- **EXTRAIT FOURNI**
━━━━━━━━━━━━━━━━━━━━━━━━━━━━━━

Culture et ouverture : explorer l’inconnu
La culture agit comme un prisme à travers lequel nous percevons le monde. Elle peut nous ouvrir à des formes d’art inconnues ou, au contraire, limiter notre vision en nous enfermant dans nos propres traditions.
- Les rencontres culturelles, un terrain fertile pour l’appréciation : Prenons l’exemple des masques africains. Dans leur contexte d’origine, ils sont souvent des objets rituels. Mais exposés dans des musées européens, ils deviennent des œuvres d’art admirées pour leur esthétique. Ces différences de perception montrent que notre environnement culturel influence non seulement ce que nous aimons, mais aussi la manière dont nous le regardons.

━━━━━━━━━━━━━━━━━━━━━━━━━━━━━━

- **TÂCHE 1**
Répondez aux questions suivantes d'après l'extrait sur la culture et l'ouverture :
(a) À quoi la culture est-elle comparée ?
(b) Que sont souvent les masques africains dans leur contexte d'origine ?
(c) Pour quoi ces masques sont-ils admirés lorsqu'ils sont exposés dans des musées européens ?
- **TÂCHE 2**
Prolongez l'extrait sur la culture et l'ouverture en reprenant juste après sa dernière phrase.
Les lignes ci-dessous forment un matériau distinct de l'extrait sur la culture et l'ouverture.

━━━━━━━━━━━━━━━━━━━━━━━━━━━━━━

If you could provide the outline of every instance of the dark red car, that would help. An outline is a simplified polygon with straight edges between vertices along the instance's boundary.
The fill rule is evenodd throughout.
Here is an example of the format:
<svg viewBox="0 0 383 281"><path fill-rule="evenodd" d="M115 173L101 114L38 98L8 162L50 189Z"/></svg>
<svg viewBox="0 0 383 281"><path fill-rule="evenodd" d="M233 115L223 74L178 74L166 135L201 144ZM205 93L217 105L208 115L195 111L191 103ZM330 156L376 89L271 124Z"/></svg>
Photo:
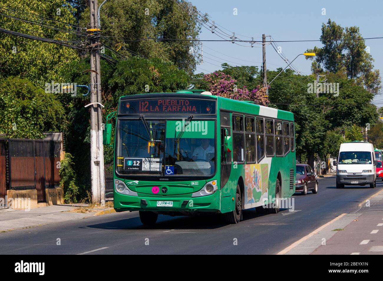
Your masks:
<svg viewBox="0 0 383 281"><path fill-rule="evenodd" d="M296 164L295 171L295 192L303 195L307 194L308 190L318 193L318 177L309 165Z"/></svg>
<svg viewBox="0 0 383 281"><path fill-rule="evenodd" d="M376 179L378 179L383 181L383 162L380 160L376 165Z"/></svg>

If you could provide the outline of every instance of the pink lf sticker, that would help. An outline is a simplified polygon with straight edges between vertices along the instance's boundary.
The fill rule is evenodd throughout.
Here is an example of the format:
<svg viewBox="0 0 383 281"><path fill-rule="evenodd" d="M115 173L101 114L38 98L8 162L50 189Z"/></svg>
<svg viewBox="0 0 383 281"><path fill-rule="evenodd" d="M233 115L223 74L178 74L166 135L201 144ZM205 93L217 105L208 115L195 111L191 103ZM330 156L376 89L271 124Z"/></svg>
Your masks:
<svg viewBox="0 0 383 281"><path fill-rule="evenodd" d="M160 189L158 186L153 186L152 188L152 192L154 194L157 194L160 191Z"/></svg>

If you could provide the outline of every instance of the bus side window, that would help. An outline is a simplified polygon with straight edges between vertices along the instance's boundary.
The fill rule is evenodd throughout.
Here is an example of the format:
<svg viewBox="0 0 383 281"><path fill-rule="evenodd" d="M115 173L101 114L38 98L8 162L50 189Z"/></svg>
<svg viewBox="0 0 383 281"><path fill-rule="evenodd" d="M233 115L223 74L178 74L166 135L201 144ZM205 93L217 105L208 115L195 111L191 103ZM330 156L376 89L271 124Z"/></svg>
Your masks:
<svg viewBox="0 0 383 281"><path fill-rule="evenodd" d="M265 157L265 131L263 119L257 118L255 119L255 128L257 128L257 161L259 163Z"/></svg>
<svg viewBox="0 0 383 281"><path fill-rule="evenodd" d="M227 130L228 135L231 135L230 134L230 128L221 128L221 163L222 164L231 163L231 153L225 151L223 148L224 138L225 136L225 129ZM225 154L226 154L225 160Z"/></svg>
<svg viewBox="0 0 383 281"><path fill-rule="evenodd" d="M254 117L246 117L245 145L246 147L246 163L255 163L255 128L254 125Z"/></svg>
<svg viewBox="0 0 383 281"><path fill-rule="evenodd" d="M233 160L238 163L245 161L243 117L233 115Z"/></svg>
<svg viewBox="0 0 383 281"><path fill-rule="evenodd" d="M290 134L291 137L291 151L295 150L295 134L294 131L294 123L290 123Z"/></svg>
<svg viewBox="0 0 383 281"><path fill-rule="evenodd" d="M285 146L285 155L290 152L290 125L283 122L283 143Z"/></svg>
<svg viewBox="0 0 383 281"><path fill-rule="evenodd" d="M273 157L274 124L272 120L265 120L265 133L266 134L266 156Z"/></svg>
<svg viewBox="0 0 383 281"><path fill-rule="evenodd" d="M282 122L275 121L275 154L277 156L283 156L283 143Z"/></svg>

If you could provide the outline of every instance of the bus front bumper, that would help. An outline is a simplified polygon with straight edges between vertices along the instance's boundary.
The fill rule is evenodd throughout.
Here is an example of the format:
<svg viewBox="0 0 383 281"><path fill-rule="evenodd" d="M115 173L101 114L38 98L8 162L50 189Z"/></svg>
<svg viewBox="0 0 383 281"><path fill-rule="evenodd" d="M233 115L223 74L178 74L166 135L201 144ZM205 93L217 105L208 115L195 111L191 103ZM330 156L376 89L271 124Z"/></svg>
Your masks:
<svg viewBox="0 0 383 281"><path fill-rule="evenodd" d="M195 213L198 212L217 212L220 209L220 190L210 195L199 197L185 194L182 197L147 196L139 194L131 196L114 192L114 208L116 212L148 210L155 212L182 212ZM171 201L171 207L157 207L157 201Z"/></svg>

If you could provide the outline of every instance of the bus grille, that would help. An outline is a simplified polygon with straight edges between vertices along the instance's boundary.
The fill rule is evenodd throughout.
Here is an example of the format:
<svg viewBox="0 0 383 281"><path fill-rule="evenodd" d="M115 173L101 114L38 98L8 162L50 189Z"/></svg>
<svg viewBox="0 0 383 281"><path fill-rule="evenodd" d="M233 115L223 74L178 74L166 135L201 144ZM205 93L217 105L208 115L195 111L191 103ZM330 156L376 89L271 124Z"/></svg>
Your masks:
<svg viewBox="0 0 383 281"><path fill-rule="evenodd" d="M294 189L294 169L290 169L290 190Z"/></svg>

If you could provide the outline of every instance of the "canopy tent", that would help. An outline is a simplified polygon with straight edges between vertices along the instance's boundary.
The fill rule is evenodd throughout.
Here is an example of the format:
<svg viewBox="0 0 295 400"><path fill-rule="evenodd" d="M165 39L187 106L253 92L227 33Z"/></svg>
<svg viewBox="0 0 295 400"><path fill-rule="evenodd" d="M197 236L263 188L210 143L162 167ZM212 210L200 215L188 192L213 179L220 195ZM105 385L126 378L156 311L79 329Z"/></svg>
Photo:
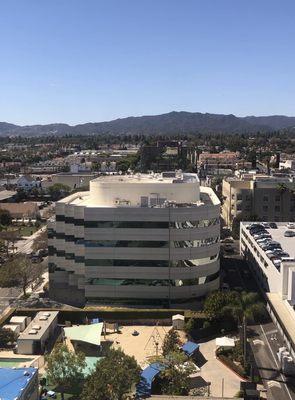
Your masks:
<svg viewBox="0 0 295 400"><path fill-rule="evenodd" d="M163 364L152 363L142 371L140 382L136 388L136 397L138 399L150 397L153 380L164 368L165 366Z"/></svg>
<svg viewBox="0 0 295 400"><path fill-rule="evenodd" d="M101 342L102 328L103 323L99 322L98 324L71 326L70 328L64 328L64 332L66 338L70 340L86 342L99 346Z"/></svg>
<svg viewBox="0 0 295 400"><path fill-rule="evenodd" d="M184 321L184 315L181 315L181 314L172 315L172 321L174 321L176 319L181 319L182 321Z"/></svg>
<svg viewBox="0 0 295 400"><path fill-rule="evenodd" d="M215 344L218 347L235 347L235 340L228 338L227 336L223 336L222 338L217 338L215 340Z"/></svg>
<svg viewBox="0 0 295 400"><path fill-rule="evenodd" d="M189 357L191 357L195 351L197 351L199 349L200 345L194 342L186 342L183 346L182 346L182 350L185 352L185 354Z"/></svg>

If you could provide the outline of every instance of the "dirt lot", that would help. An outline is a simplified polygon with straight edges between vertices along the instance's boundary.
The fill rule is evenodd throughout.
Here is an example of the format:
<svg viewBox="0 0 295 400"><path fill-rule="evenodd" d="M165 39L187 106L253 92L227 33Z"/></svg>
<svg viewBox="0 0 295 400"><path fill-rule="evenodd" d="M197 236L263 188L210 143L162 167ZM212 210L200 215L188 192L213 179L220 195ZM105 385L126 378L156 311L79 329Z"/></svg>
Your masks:
<svg viewBox="0 0 295 400"><path fill-rule="evenodd" d="M134 356L141 367L146 367L148 357L161 354L161 348L165 334L171 329L171 326L123 326L120 328L121 333L108 334L107 340L112 340L113 347L121 347L124 352L130 356ZM132 333L137 331L138 336ZM186 341L184 333L180 332L183 342ZM158 344L156 344L158 343Z"/></svg>

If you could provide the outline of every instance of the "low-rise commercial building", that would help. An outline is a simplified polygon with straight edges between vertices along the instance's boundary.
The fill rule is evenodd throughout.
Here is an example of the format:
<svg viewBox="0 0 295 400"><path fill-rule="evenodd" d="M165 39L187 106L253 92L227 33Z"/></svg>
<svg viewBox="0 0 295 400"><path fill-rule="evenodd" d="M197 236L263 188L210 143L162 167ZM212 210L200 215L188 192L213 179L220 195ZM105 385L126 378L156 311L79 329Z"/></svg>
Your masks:
<svg viewBox="0 0 295 400"><path fill-rule="evenodd" d="M220 202L195 174L102 176L56 204L49 292L65 303L171 303L219 287Z"/></svg>
<svg viewBox="0 0 295 400"><path fill-rule="evenodd" d="M9 211L12 218L37 218L40 215L39 207L35 201L24 203L0 203L1 210Z"/></svg>
<svg viewBox="0 0 295 400"><path fill-rule="evenodd" d="M295 220L295 182L291 178L244 173L222 181L222 218L232 226L236 217L263 221Z"/></svg>
<svg viewBox="0 0 295 400"><path fill-rule="evenodd" d="M50 178L42 181L42 188L48 189L57 183L68 186L71 190L89 187L89 182L98 176L93 172L60 172L51 175Z"/></svg>
<svg viewBox="0 0 295 400"><path fill-rule="evenodd" d="M241 223L241 254L265 294L270 315L295 360L295 236L290 233L293 230L288 229L284 222L277 223L277 228L268 227L264 235L270 236L270 240L264 240L272 243L268 246L254 236L257 233L250 231L250 226L251 223Z"/></svg>
<svg viewBox="0 0 295 400"><path fill-rule="evenodd" d="M19 335L17 352L19 354L43 354L48 348L57 327L58 311L38 312L36 317Z"/></svg>
<svg viewBox="0 0 295 400"><path fill-rule="evenodd" d="M38 400L38 370L36 368L0 368L0 398Z"/></svg>
<svg viewBox="0 0 295 400"><path fill-rule="evenodd" d="M223 151L220 153L203 152L199 155L198 165L206 169L235 168L239 160L239 153Z"/></svg>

━━━━━━━━━━━━━━━━━━━━━━━━━━━━━━

- **RÉPONSE 1**
(a) À un prisme à travers lequel nous percevons le monde.
(b) Des objets rituels.
(c) Pour leur esthétique.

- **RÉPONSE 2**
- Sortir de sa zone de confort : Pour élargir ses goûts, il faut parfois oser s’immerger dans des formes d’art qui nous sont étrangères. Cela peut passer par des expositions, des documentaires ou même des discussions avec des passionnés. L’art contemporain, souvent jugé difficile d’accès, devient plus compréhensible quand on prend le temps de découvrir ses intentions et ses références.
Une suite à l’histoire cérébrale
Si notre cerveau semble prédisposé à aimer certains éléments esthétiques, l’éducation et la culture viennent enrichir, modifier et même parfois contredire ces instincts primitifs. En apprenant à lire les œuvres et en explorant des contextes variés, nous pouvons développer une sensibilité artistique bien au-delà de ce que la biologie seule nous permettrait.
Alors, la prochaine fois que vous serez face à une œuvre incompréhensible, rappelez-vous : ce n’est peut-être pas votre cerveau qui fait blocage, mais une simple question d’apprentissage. Comme toujours, l’art est une invitation à évoluer. Et si vous osiez relever ce défi ?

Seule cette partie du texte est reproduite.